TEXT PROVIDED:
------------

In [1]:
import os
import sys
from tqdm import tqdm
import pandas as pd

from models import Full_Record
from db_conn import engine, session_scope, ping_db, Base

# modify sys.path for it to contain the main repo path so we can import modules such as below
parent_dir = os.path.abspath(os.path.join(os.getcwd(), '..'))
if parent_dir not in sys.path:
    sys.path.insert(0, parent_dir)

# Now you can import from utils
from utils.data_utils import get_entire_df

In [2]:
ping_db(engine)

True

In [3]:
df = get_entire_df()

Created dataframe with shape: (3172, 26)


In [4]:
# some preprocessing is necessary for proper commits to the database
# this should be moved to our actual preprocessing

df['Transaction Name'] = df['Transaction Name'].astype(str)
df['Transaction Name URL'] = df['Transaction Name URL'].astype(str)
df['Organization Industries'] = df['Organization Industries'].astype(str)
df['Lead Investors'] = df['Lead Investors'].astype(str)
df['Investor Names'] = df['Investor Names'].astype(str)
df['Money Raised'] = pd.to_numeric(df['Money Raised'], errors='coerce')
df['Money Raised Currency'] = df['Money Raised Currency'].astype(str)
df['Money Raised (in USD)'] = pd.to_numeric(df['Money Raised (in USD)'], errors='coerce')
df['Funding Type'] = df['Funding Type'].astype(str)
df['Announced Date'] = pd.to_datetime(df['Announced Date'], errors='coerce')
df['Pre-Money Valuation'] = pd.to_numeric(df['Pre-Money Valuation'], errors='coerce')
df['Pre-Money Valuation Currency'] = df['Pre-Money Valuation Currency'].astype(str)
df['Pre-Money Valuation (in USD)'] = pd.to_numeric(df['Pre-Money Valuation (in USD)'], errors='coerce')
df['Organization Name'] = df['Organization Name'].astype(str)
df['Organization Name URL'] = df['Organization Name URL'].astype(str)
df['Organization Location'] = df['Organization Location'].astype(str)
df['Organization Description'] = df['Organization Description'].astype(str)
df['Organization Website'] = df['Organization Website'].astype(str)
df['Funding Stage'] = df['Funding Stage'].astype(str)
df['Number of Funding Rounds'] = pd.to_numeric(df['Number of Funding Rounds'], errors='coerce')
df['Total Funding Amount'] = pd.to_numeric(df['Total Funding Amount'], errors='coerce')
df['Total Funding Amount Currency'] = df['Total Funding Amount Currency'].astype(str)
df['Total Funding Amount (in USD)'] = pd.to_numeric(df['Total Funding Amount (in USD)'], errors='coerce')
df['Equity Only Funding'] = df['Equity Only Funding'].astype(str)
df['Funding Status'] = df['Funding Status'].astype(str)
df['Number of Investors'] = pd.to_numeric(df['Number of Investors'], errors='coerce')

In [5]:
# drop the existing table and create the database table according to the defined model
Base.metadata.drop_all(engine)
Base.metadata.create_all(engine)

In [6]:
def upload_all_to_db(df: pd.DataFrame):
    if ping_db(engine):

        # Uncomment line below in case records need to scrapped before new import
        # session.query(Full_Record).delete()

------------

INFORMATION SHOWN:
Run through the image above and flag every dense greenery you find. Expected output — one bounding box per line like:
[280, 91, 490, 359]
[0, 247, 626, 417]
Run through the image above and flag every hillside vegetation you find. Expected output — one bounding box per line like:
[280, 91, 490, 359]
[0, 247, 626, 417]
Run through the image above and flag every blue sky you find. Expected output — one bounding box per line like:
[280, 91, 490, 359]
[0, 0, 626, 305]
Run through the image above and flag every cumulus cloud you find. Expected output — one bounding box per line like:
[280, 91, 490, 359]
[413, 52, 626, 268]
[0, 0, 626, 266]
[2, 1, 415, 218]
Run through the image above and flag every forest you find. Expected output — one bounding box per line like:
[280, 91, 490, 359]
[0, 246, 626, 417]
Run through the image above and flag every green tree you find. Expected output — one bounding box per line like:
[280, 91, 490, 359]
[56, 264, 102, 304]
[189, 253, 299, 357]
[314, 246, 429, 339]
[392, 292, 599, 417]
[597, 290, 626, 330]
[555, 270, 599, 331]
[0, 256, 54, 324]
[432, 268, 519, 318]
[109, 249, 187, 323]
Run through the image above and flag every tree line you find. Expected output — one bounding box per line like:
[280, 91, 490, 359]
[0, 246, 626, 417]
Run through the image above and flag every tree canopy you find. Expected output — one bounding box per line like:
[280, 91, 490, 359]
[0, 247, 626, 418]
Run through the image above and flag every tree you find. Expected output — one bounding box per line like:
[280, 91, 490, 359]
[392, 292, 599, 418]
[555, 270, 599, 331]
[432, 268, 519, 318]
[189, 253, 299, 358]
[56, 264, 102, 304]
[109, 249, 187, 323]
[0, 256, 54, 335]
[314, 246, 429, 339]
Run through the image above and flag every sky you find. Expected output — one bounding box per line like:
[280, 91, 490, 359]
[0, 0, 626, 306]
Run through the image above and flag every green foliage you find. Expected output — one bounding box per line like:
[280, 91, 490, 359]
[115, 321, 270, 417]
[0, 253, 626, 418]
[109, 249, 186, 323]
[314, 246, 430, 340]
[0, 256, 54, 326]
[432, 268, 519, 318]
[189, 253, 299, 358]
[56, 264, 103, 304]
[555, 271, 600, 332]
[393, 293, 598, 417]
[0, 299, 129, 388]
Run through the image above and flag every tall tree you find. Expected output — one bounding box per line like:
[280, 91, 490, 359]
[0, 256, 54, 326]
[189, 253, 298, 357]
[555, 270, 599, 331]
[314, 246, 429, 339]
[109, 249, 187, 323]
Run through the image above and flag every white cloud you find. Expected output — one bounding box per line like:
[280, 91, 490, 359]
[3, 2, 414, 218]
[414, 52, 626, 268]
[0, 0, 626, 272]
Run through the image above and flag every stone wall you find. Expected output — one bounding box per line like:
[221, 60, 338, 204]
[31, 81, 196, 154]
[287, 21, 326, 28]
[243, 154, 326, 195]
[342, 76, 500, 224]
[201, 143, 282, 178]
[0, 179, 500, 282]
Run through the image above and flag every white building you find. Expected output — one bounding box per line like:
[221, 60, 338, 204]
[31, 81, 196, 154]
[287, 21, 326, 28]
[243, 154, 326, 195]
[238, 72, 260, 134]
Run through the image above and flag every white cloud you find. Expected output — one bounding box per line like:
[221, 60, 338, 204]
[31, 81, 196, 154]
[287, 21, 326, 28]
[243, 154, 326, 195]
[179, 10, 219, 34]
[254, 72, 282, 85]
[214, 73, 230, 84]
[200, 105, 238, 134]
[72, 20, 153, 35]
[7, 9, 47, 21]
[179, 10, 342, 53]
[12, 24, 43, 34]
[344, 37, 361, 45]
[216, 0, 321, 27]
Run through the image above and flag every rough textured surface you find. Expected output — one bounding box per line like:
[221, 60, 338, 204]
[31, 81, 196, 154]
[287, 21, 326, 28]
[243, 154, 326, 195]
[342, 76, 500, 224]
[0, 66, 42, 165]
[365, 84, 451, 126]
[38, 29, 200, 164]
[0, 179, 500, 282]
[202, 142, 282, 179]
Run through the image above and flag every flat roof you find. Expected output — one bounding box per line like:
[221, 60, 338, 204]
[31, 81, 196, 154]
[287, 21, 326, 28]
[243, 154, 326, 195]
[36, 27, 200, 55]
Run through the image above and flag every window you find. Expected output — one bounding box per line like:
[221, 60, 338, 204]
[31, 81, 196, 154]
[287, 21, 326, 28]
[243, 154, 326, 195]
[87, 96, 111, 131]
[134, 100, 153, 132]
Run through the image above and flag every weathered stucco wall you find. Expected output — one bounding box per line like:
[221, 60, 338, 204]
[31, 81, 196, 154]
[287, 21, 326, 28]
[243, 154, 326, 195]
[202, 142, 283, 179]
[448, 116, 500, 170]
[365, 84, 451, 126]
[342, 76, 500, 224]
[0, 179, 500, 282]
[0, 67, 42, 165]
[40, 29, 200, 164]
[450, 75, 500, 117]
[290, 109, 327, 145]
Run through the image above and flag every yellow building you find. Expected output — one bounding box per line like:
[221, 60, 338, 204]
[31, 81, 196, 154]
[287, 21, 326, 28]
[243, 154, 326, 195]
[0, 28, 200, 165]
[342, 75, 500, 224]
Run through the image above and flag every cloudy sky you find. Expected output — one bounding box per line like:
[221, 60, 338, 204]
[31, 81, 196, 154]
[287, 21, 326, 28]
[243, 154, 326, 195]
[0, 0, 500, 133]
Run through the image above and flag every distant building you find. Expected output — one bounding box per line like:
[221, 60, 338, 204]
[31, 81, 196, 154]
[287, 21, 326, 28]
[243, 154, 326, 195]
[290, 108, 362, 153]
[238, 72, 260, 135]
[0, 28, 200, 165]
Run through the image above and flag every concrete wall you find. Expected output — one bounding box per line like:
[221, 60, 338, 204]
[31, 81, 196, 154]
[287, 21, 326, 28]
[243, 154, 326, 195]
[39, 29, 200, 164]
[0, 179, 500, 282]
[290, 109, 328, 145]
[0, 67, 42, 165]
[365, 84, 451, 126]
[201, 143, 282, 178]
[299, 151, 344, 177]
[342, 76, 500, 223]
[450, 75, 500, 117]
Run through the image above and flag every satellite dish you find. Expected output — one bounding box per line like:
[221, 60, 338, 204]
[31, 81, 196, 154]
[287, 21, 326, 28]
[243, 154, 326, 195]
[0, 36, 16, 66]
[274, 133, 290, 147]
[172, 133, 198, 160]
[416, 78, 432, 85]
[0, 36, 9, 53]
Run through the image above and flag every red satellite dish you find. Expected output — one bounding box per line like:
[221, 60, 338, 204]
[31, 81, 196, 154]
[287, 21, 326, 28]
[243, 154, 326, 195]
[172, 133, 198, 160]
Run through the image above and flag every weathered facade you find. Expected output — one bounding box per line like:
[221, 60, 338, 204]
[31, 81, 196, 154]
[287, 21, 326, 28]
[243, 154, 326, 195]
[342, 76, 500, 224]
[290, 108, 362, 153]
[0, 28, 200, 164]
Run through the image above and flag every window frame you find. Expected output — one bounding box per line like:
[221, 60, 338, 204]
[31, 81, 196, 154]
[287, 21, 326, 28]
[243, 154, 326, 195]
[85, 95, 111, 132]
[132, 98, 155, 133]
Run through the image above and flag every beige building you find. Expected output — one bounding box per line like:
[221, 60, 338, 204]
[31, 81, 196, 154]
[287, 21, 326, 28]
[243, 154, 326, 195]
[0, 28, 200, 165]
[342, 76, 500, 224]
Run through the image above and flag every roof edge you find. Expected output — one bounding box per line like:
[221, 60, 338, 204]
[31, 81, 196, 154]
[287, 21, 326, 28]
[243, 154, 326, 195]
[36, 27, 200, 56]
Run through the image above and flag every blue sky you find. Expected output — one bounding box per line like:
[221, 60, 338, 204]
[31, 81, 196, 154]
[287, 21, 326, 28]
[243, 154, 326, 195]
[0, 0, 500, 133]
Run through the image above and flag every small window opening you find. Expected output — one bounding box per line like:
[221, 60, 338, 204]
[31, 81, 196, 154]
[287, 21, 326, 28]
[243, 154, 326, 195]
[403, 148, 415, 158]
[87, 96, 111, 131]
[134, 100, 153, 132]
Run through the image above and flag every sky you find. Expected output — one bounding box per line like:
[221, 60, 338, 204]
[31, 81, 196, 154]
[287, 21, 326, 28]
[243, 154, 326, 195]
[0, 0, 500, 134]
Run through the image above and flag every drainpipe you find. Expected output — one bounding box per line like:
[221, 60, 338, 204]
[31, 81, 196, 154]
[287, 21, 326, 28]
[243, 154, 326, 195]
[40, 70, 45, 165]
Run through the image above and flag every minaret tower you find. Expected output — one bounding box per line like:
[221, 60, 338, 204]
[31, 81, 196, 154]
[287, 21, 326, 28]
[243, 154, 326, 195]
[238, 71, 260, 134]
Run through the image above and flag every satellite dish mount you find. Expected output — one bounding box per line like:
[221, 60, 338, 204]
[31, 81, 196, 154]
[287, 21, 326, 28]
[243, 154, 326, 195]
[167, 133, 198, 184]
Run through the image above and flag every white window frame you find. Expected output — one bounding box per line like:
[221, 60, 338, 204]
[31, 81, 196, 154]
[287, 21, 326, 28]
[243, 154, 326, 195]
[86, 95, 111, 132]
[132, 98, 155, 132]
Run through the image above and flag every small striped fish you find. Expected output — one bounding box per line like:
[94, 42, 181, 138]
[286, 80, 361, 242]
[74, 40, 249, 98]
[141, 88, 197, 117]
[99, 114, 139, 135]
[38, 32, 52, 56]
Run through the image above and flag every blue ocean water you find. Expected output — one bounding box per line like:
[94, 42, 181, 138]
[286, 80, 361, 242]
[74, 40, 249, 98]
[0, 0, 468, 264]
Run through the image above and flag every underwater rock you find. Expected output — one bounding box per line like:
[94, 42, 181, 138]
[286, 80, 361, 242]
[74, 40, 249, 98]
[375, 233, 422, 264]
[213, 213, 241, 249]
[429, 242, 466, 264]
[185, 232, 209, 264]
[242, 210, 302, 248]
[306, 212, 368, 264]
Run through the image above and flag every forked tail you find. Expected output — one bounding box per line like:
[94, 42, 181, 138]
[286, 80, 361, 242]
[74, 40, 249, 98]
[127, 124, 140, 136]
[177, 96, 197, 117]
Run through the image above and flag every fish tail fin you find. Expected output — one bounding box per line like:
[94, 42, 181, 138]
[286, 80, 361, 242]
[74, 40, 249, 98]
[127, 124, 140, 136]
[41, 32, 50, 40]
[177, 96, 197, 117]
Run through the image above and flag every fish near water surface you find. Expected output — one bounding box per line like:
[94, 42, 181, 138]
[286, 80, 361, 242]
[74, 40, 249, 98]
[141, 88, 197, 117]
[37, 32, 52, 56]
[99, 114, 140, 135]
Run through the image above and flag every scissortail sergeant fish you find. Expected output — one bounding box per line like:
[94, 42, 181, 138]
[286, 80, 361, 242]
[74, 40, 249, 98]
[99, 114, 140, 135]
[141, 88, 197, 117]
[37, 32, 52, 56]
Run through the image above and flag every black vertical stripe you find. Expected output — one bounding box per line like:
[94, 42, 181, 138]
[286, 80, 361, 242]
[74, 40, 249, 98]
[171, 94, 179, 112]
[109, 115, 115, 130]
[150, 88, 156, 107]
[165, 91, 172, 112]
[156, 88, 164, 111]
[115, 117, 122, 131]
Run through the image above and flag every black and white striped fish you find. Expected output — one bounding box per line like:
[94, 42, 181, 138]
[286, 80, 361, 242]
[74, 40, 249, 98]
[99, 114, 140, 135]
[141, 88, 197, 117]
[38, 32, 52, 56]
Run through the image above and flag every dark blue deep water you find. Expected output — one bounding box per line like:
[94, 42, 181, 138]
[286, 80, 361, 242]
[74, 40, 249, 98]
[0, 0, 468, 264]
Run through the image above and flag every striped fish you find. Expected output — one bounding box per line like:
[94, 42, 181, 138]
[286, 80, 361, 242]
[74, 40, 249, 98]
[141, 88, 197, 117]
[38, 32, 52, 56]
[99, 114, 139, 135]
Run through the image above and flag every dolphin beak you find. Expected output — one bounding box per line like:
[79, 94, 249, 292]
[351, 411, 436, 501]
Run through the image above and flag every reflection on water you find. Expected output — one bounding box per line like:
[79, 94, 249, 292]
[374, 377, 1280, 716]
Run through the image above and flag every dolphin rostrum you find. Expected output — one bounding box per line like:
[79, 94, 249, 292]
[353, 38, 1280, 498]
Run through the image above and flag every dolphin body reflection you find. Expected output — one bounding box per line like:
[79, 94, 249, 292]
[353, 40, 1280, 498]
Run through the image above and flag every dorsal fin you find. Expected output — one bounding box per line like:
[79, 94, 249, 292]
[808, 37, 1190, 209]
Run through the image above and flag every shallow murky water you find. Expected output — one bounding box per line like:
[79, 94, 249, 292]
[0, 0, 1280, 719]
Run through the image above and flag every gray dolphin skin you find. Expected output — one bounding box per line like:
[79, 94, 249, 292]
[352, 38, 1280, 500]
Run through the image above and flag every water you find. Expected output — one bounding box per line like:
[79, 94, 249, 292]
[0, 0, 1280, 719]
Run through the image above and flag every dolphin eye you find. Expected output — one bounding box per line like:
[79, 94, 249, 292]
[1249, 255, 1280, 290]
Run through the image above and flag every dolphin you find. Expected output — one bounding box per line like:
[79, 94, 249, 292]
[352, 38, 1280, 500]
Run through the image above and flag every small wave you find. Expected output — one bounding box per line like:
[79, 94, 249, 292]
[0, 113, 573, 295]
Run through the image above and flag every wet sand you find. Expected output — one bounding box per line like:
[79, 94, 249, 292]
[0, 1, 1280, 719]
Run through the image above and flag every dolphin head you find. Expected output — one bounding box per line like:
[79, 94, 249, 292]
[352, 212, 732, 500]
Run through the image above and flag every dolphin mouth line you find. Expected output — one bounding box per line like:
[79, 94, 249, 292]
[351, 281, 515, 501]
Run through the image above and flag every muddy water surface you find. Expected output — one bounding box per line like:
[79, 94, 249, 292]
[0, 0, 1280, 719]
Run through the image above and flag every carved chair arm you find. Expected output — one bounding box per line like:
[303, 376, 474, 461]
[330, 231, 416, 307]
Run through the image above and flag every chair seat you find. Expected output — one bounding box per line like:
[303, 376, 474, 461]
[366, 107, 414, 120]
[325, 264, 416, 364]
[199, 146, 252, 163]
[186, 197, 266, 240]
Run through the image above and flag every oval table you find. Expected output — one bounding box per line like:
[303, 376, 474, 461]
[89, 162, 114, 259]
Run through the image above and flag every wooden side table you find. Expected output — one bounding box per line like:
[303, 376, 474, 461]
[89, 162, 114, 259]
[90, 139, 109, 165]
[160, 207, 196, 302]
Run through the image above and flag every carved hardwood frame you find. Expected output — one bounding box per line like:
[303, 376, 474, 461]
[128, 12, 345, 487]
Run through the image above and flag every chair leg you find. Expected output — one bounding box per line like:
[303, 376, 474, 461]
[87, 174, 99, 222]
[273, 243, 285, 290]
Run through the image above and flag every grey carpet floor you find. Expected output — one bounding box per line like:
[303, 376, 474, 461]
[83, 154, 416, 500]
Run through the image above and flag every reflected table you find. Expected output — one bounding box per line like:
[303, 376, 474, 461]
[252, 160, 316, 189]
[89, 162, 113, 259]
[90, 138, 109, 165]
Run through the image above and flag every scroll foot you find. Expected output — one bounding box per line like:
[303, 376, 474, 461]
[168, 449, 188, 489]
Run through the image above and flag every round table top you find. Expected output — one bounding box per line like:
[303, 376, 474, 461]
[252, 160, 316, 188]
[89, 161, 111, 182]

------------

GIVEN TASK A: Copy out the records word for word, starting at the beginning of the records and ending with the line that contains "[0, 0, 626, 305]", with both of those lines included.
GIVEN TASK B: Pick up the database-upload notebook code where it stops and keep writing it.

FINAL RESULT A:
Run through the image above and flag every dense greenery you find. Expected output — one bounding box per line like:
[280, 91, 490, 359]
[0, 247, 626, 417]
Run through the image above and flag every hillside vegetation you find. Expected output — one bounding box per line like:
[280, 91, 490, 359]
[0, 247, 626, 417]
Run through the image above and flag every blue sky you find. Expected output — one bounding box per line like:
[280, 91, 490, 359]
[0, 0, 626, 305]

FINAL RESULT B:
        with session_scope() as session:    
            try:
                for _, row in tqdm(df.iterrows(), total=df.shape[0], desc='Importing records to database...'):
                    record = Full_Record(
                        transaction_name=row['Transaction Name'],
                        transaction_name_url=row['Transaction Name URL'],
                        organization_industries=row['Organization Industries'],
                        lead_investors=row['Lead Investors'],
                        investor_names=row['Investor Names'],
                        money_raised=row['Money Raised'],
                        money_raised_currency=row['Money Raised Currency'],
                        money_raised_in_usd=row['Money Raised (in USD)'],
                        funding_type=row['Funding Type'],
                        announced_date=pd.to_datetime(row['Announced Date']),
                        pre_money_valuation=row['Pre-Money Valuation'],
                        pre_money_valuation_currency=row['Pre-Money Valuation Currency'],
                        pre_money_valuation_in_usd=row['Pre-Money Valuation (in USD)'],
                        organization_name=row['Organization Name'],
                        organization_name_url=row['Organization Name URL'],
                        organization_location=row['Organization Location'],
                        organization_description=row['Organization Description'],
                        organization_website=row['Organization Website'],
                        funding_stage=row['Funding Stage'],
                        number_of_funding_rounds=row['Number of Funding Rounds'],
                        total_funding_amount=row['Total Funding Amount'],
                        total_funding_amount_currency=row['Total Funding Amount Currency'],
                        total_funding_amount_in_usd=row['Total Funding Amount (in USD)'],
                        equity_only_funding=row['Equity Only Funding'],
                        funding_status=row['Funding Status'],
                        number_of_investors=row['Number of Investors']
                    )
                    session.add(record)
                session.commit()
                print(f"Successfully commited {df.shape[0]} records to the database.")

            except Exception as e:
                session.rollback()
                print(f"""
                An error occurred: {e};
                Exception type: {type(e).__name__}
                Exception occured at 
                {row}
                """)

In [7]:
upload_all_to_db(df)

Importing records to database...: 100%|██████████| 3172/3172 [00:00<00:00, 15572.15it/s]


Successfully commited 3172 records to the database.


In [9]:
# Example query
with session_scope() as session:
    first_entry = session.query(Full_Record).first()

    # we can now use this object notation for further processing of our requests
    print(first_entry.id)
    print(first_entry.transaction_name)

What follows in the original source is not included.